=== Section Start ===

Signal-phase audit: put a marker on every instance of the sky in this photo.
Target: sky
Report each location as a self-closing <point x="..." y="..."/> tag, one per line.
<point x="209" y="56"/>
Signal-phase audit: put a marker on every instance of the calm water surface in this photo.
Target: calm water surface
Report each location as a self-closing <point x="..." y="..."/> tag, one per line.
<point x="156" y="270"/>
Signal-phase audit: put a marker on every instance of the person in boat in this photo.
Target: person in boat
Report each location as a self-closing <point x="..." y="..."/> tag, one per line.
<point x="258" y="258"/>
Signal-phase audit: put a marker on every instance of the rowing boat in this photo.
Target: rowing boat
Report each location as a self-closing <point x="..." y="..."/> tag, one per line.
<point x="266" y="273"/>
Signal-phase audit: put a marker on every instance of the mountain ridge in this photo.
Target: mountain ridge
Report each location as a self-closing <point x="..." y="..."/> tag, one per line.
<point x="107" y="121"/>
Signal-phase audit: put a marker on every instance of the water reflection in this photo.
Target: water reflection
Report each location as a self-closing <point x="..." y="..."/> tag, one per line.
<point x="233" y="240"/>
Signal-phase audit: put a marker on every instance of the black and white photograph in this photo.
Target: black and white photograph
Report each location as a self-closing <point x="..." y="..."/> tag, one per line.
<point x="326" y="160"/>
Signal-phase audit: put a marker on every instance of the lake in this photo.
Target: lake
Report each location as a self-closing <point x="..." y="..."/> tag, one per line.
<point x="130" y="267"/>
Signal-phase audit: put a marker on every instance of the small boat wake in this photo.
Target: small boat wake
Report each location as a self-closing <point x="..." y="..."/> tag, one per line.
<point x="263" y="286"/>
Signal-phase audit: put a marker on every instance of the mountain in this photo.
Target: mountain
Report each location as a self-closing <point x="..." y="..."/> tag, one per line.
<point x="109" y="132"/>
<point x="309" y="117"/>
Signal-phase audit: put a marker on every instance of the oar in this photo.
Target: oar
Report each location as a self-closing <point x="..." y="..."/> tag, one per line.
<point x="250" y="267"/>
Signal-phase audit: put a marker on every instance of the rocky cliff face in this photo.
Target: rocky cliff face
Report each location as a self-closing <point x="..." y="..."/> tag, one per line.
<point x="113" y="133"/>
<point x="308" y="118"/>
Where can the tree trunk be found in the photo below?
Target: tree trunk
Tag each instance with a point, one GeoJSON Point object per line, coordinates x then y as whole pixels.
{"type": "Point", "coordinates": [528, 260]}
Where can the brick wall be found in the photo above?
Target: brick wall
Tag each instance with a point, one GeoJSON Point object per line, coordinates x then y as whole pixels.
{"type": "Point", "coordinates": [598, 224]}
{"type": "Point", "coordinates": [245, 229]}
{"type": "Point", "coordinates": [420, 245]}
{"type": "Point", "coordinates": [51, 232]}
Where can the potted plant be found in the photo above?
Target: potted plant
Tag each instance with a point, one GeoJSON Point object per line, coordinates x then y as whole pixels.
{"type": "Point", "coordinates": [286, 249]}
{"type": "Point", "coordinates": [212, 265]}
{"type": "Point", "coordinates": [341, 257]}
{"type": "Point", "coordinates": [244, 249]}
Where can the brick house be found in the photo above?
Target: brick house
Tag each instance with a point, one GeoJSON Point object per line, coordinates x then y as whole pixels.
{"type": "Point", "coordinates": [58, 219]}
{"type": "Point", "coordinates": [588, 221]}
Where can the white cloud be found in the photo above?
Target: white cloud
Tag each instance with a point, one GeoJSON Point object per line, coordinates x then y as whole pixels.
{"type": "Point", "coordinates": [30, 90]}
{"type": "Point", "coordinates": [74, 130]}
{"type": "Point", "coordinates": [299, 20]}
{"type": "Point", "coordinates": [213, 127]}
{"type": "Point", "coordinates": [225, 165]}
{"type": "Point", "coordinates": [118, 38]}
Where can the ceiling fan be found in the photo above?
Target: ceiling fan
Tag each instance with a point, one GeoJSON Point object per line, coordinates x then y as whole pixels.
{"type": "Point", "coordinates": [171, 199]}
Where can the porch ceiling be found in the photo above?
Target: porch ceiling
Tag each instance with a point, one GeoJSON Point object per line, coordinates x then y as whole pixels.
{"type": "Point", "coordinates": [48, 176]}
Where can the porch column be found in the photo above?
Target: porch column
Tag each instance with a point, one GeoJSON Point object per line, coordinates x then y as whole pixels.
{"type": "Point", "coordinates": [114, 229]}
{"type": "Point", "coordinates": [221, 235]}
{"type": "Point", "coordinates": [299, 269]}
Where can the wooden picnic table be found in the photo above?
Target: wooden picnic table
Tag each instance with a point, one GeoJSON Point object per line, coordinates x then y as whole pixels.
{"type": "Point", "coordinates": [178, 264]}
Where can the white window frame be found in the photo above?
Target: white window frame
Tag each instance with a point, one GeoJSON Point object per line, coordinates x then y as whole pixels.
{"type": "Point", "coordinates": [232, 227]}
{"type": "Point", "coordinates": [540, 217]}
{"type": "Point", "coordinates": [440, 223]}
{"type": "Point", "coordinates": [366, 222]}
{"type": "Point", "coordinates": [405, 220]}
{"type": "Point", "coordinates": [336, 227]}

=== Section End ===

What to do -
Scan the material above for "trunk". Copy every line where it appears.

Solved problem -
Where can the tree trunk be found in the photo below?
Target: tree trunk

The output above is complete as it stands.